In your copy, reproduce the entries exactly as they are, minus the images.

(Stored items from a collection)
-- start --

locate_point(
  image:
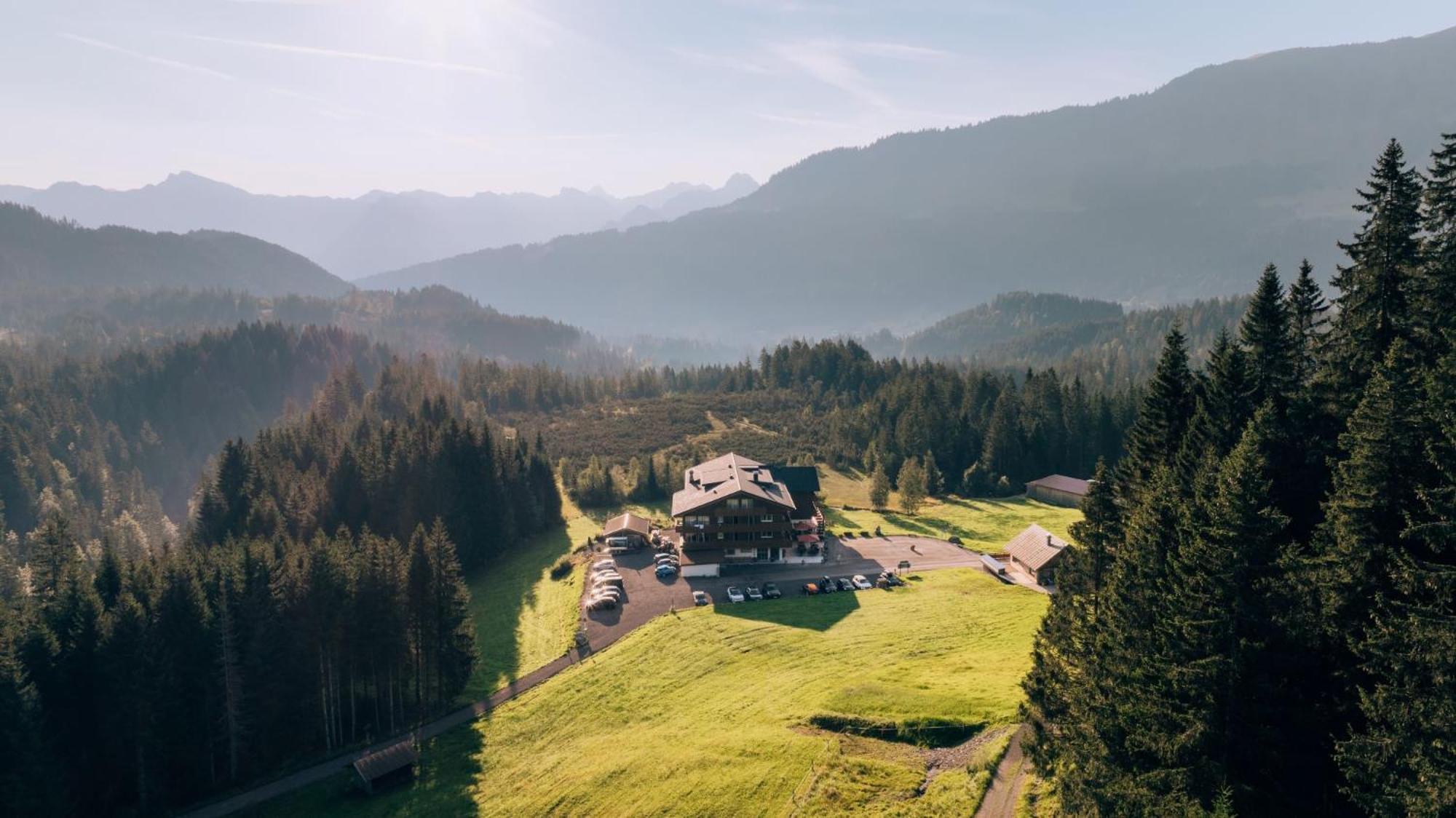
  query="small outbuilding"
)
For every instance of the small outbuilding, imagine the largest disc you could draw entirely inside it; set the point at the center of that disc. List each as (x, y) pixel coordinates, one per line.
(1059, 490)
(1037, 552)
(630, 526)
(385, 766)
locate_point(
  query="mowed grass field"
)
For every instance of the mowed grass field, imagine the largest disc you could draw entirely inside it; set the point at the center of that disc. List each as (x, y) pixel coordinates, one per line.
(523, 618)
(982, 525)
(705, 712)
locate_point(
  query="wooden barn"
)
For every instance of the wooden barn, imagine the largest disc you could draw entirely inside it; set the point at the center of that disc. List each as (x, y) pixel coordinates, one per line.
(1059, 490)
(1037, 552)
(395, 763)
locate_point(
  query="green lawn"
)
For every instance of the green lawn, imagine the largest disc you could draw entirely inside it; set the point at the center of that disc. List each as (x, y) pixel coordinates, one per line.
(705, 712)
(523, 618)
(982, 525)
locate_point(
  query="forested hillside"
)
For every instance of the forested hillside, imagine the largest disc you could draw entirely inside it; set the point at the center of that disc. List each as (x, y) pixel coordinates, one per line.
(1080, 337)
(1257, 614)
(117, 443)
(435, 321)
(40, 253)
(317, 602)
(378, 231)
(1157, 199)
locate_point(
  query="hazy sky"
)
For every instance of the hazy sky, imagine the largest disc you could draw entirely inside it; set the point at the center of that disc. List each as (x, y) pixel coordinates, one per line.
(477, 95)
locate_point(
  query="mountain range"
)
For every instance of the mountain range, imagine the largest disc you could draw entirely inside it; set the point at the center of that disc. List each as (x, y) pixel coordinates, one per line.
(378, 231)
(1182, 193)
(39, 253)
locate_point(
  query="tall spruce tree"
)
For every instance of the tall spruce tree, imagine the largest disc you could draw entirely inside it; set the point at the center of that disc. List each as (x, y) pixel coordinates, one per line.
(1308, 321)
(1062, 685)
(1266, 334)
(1400, 758)
(1375, 289)
(1157, 437)
(1435, 298)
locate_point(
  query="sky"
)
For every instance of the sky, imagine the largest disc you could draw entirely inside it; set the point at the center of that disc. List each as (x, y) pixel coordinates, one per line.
(344, 97)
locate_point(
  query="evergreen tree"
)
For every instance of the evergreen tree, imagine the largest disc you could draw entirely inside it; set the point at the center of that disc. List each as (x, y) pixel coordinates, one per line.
(1307, 319)
(880, 488)
(1163, 420)
(934, 478)
(1435, 296)
(1398, 761)
(1375, 289)
(912, 484)
(1267, 335)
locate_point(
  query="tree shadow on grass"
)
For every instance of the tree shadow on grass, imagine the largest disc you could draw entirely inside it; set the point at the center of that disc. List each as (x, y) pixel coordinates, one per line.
(500, 595)
(796, 611)
(443, 785)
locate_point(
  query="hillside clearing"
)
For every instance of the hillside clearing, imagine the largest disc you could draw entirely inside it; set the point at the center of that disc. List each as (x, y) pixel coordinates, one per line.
(984, 525)
(704, 712)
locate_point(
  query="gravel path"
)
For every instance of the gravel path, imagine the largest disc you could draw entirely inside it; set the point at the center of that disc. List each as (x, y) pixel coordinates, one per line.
(1011, 777)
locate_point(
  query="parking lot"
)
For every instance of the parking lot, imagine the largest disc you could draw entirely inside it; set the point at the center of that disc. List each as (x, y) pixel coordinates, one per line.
(649, 597)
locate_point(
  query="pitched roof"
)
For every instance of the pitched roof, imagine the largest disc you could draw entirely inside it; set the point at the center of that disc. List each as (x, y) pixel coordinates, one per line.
(627, 523)
(727, 477)
(1062, 484)
(1036, 548)
(800, 480)
(387, 761)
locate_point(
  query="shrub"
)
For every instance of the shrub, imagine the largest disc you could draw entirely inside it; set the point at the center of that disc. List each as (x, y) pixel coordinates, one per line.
(561, 570)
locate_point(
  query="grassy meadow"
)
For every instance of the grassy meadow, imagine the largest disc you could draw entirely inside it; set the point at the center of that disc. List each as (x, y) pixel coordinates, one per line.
(982, 525)
(707, 712)
(523, 618)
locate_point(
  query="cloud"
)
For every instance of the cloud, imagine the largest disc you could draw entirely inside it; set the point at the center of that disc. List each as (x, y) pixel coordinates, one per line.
(359, 56)
(720, 62)
(836, 63)
(152, 59)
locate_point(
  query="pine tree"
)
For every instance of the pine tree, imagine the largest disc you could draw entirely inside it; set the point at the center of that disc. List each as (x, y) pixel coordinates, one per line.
(1225, 404)
(1307, 319)
(1266, 334)
(880, 488)
(1435, 298)
(934, 480)
(1398, 761)
(1163, 420)
(1375, 289)
(1062, 686)
(912, 484)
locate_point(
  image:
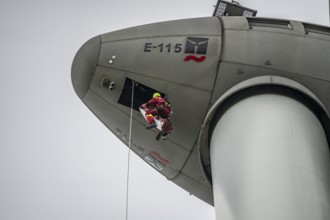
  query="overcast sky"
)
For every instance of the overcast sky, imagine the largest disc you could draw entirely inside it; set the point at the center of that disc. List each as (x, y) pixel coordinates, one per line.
(57, 160)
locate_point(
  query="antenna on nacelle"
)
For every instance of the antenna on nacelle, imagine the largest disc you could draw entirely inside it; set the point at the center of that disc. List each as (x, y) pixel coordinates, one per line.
(233, 8)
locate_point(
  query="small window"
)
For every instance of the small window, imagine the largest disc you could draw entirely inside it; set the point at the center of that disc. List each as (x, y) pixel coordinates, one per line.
(142, 94)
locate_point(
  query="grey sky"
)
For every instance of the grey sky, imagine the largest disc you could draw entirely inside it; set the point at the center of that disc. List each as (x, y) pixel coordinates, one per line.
(57, 161)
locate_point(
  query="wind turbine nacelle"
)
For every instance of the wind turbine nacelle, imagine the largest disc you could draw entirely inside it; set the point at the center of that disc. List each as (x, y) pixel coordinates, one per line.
(197, 64)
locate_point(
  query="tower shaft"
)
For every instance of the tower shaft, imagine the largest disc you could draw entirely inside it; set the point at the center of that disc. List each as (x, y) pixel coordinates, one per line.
(270, 160)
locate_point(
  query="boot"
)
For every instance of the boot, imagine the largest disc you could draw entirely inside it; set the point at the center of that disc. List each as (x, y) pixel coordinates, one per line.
(158, 136)
(153, 125)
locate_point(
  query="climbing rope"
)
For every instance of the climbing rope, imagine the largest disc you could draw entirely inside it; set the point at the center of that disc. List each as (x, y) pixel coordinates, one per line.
(129, 149)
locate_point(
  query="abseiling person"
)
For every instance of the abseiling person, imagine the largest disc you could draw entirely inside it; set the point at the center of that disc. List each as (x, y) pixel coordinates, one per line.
(157, 112)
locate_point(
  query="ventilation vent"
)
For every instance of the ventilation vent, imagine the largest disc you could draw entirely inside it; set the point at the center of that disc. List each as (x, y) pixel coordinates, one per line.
(270, 23)
(316, 29)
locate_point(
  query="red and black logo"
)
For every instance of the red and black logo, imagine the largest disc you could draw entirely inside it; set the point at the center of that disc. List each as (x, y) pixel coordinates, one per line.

-- end --

**Output for this exercise**
locate_point(
  image:
  query="small outbuilding"
)
For every instance of the small outbuilding, imagine the largest disc you could draw entirely inside it; set the point at the center of that disc. List each as (x, y) pixel coordinates, one per line.
(1059, 490)
(1037, 552)
(630, 526)
(385, 766)
locate_point(
  query="mowed grass field"
)
For every instance of the mowed grass field, imagine the largest disc you could draw entirely inside it; set the point at the center of that disc. List each as (x, y) pixel coordinates, one per line.
(523, 618)
(982, 525)
(705, 712)
locate_point(
  query="wooden barn"
)
For every instance of the wooden barn, imagine the largest disc you could draw entirely inside it; set the point at the center of that disc. List each as (x, y) pixel coordinates, one per line.
(1059, 490)
(1037, 552)
(395, 763)
locate_point(
  query="green lawn"
)
For every instance of the green lawn, imagine the largest disc you could draw entirely inside it; set the point at the center of that disc. List each as (x, y) pixel coordinates, one per line.
(705, 712)
(523, 618)
(982, 525)
locate_point(
  query="forested hillside"
)
For every instance of the forested hillside, imagine the largest disc you could draw entirely inside it; set the point at the center of that disc. List each as (x, y) pixel coordinates, one per line.
(1080, 337)
(1257, 614)
(117, 443)
(435, 321)
(40, 253)
(317, 602)
(378, 231)
(1157, 199)
locate_point(
  query="hazy sky"
)
For every instance of the hazy sky, imagine the largest disc you could draw entirely inside it; set the point at the center of that disc. List each as (x, y) pixel coordinates, one per line.
(477, 95)
locate_point(
  query="mountain range"
)
For every instance of the mountain range, imagine the largest disc you could draw entirely inside it; set the point at the center of that disc. List each as (x, y) pixel coordinates, one per line.
(378, 231)
(1182, 193)
(39, 253)
locate_point(
  query="tall spruce tree"
)
For every instance of the tall spruce tree, imagine the largest disc you could draw entirely inside it; set the point at the center of that disc. List each as (x, y) pixel coordinates, one per line.
(1308, 321)
(1062, 685)
(1266, 334)
(1400, 758)
(1375, 289)
(1157, 437)
(1435, 298)
locate_point(
  query="sky"
)
For every instance of the sky, imagine the largest disc you could draw entirely inside it; set the point at the center of that disc. List each as (x, y) pixel coordinates, one per line.
(344, 97)
locate_point(
  query="evergreen tree"
)
For every instance of the evergreen tree, imagine the largest disc you could draw entirely inside it; set the point at the center of that disc. List each as (x, y) pixel coordinates, one per line.
(1307, 319)
(880, 488)
(1163, 420)
(934, 478)
(1435, 296)
(1398, 761)
(1375, 289)
(912, 484)
(1267, 335)
locate_point(
  query="tree shadow on grass"
)
For every instance of the tree shadow on grass, imagine the largest disc you could draw entirely inside it; set the point at the center of that disc. List each as (x, y) pixel coordinates, one per line.
(500, 595)
(796, 611)
(443, 785)
locate_point(
  query="hillside clearing"
)
For every instance of the hillside clearing, imagine the largest disc you could draw entirely inside it; set the point at the center of that disc. List each as (x, y) pixel coordinates, one per line.
(984, 525)
(704, 712)
locate_point(
  query="gravel path"
)
For every instance of the gravel path, imagine the largest disc you could draw entirely inside it; set the point at the center of that disc. List each as (x, y) pixel coordinates, one per line.
(1011, 777)
locate_point(
  query="parking lot"
)
For every instance of the parking lot, imagine the largest disc you could draw entirely inside it; set the point at the center of that disc. List each as (x, y) pixel coordinates, one per line.
(649, 597)
locate_point(
  query="pitched roof"
)
For every instance of the pitched roof, imagine the largest disc you could draw entirely inside it; set the point at the center of that disc. List each as (x, y) pixel coordinates, one per line.
(627, 523)
(727, 477)
(1062, 484)
(1036, 548)
(800, 480)
(387, 761)
locate_point(
  query="shrub"
)
For every instance of the shrub, imagine the largest disc you could draw entirely inside it; set the point at the center of that disc. List each as (x, y) pixel coordinates, one per line.
(561, 570)
locate_point(
  query="grassy meadow"
)
For every instance of the grassy meadow, imagine the largest disc you could draw entirely inside it; set the point at the center of that disc. List each as (x, y) pixel coordinates, one per line.
(982, 525)
(707, 712)
(523, 618)
locate_point(
  query="cloud"
)
For every instance of the cloud, imagine the largest disc you could draw entirely inside it; set the point at the center of that disc. List each as (x, y) pixel coordinates, one per line.
(359, 56)
(720, 62)
(836, 63)
(152, 59)
locate_point(
  query="pine tree"
)
For every instance of the pine tree, imagine the largest disc you could draw entirely inside it; set the point at the center of that disc. List each as (x, y) pixel coordinates, one per line.
(1225, 404)
(1307, 319)
(1266, 334)
(880, 488)
(1435, 298)
(934, 480)
(1398, 761)
(1163, 420)
(1375, 289)
(1062, 686)
(912, 484)
locate_point(
  image:
  query="overcast sky"
)
For every instance of the overcast sky, imagine the largest disc you could draw entirely inside it; set the point at the center of that disc. List each as (x, y) pixel coordinates, one per line.
(57, 160)
locate_point(
  query="antenna on nacelle"
)
For every instance of the antenna on nacelle, imagine the largest disc you could draw entirely inside it; set the point at the center of that disc. List each as (x, y) pixel coordinates, one per line.
(233, 8)
locate_point(
  query="small window"
)
For every instance of the small window, imagine the largest disc you could draw entirely inside it; set the point at the center of that disc. List each as (x, y) pixel coordinates, one per line.
(142, 94)
locate_point(
  query="grey sky"
)
For every instance of the grey sky, imagine the largest disc you could draw entirely inside it; set the point at the center of that disc. List each as (x, y) pixel coordinates, one per line.
(57, 161)
locate_point(
  query="wind turbine nacelle"
)
For every instance of the wind turbine nacelle, imagine the largest disc you could draw entirely inside it; set the point at the center of that disc. List each as (x, y) pixel coordinates, one per line.
(197, 64)
locate_point(
  query="tower shaft"
)
For every instance of the tower shaft, imagine the largest disc you could draw entirely inside it; set the point at the center of that disc. List each as (x, y) pixel coordinates, one per line.
(270, 160)
locate_point(
  query="boot"
)
For every instance of the boot, imagine the largest disc you could draw entirely inside it; set the point at the center of that disc. List each as (x, y) pixel coordinates, one per line.
(158, 136)
(153, 125)
locate_point(
  query="climbing rope"
)
For every instance of the climbing rope, imagine the largest disc you could draw entirely inside it; set the point at the center of that disc. List each as (x, y) pixel coordinates, one per line.
(129, 149)
locate_point(
  query="abseiling person"
)
For every instance of the abseiling person, imagine the largest disc you could draw entirely inside it; set the point at the center of that disc. List each as (x, y) pixel coordinates, one per line.
(157, 112)
locate_point(
  query="ventilation vent"
)
For every instance of the ventilation vent, imagine the largest disc you could draw entirely inside it; set the point at the center of that disc. List each as (x, y) pixel coordinates, one per line.
(270, 23)
(316, 29)
locate_point(
  query="red and black logo"
)
For every instance of the red and black logo, imagine the largest disc you could draw entirely inside it; set the point at the center of that disc. List each as (x, y) pixel coordinates, one per line.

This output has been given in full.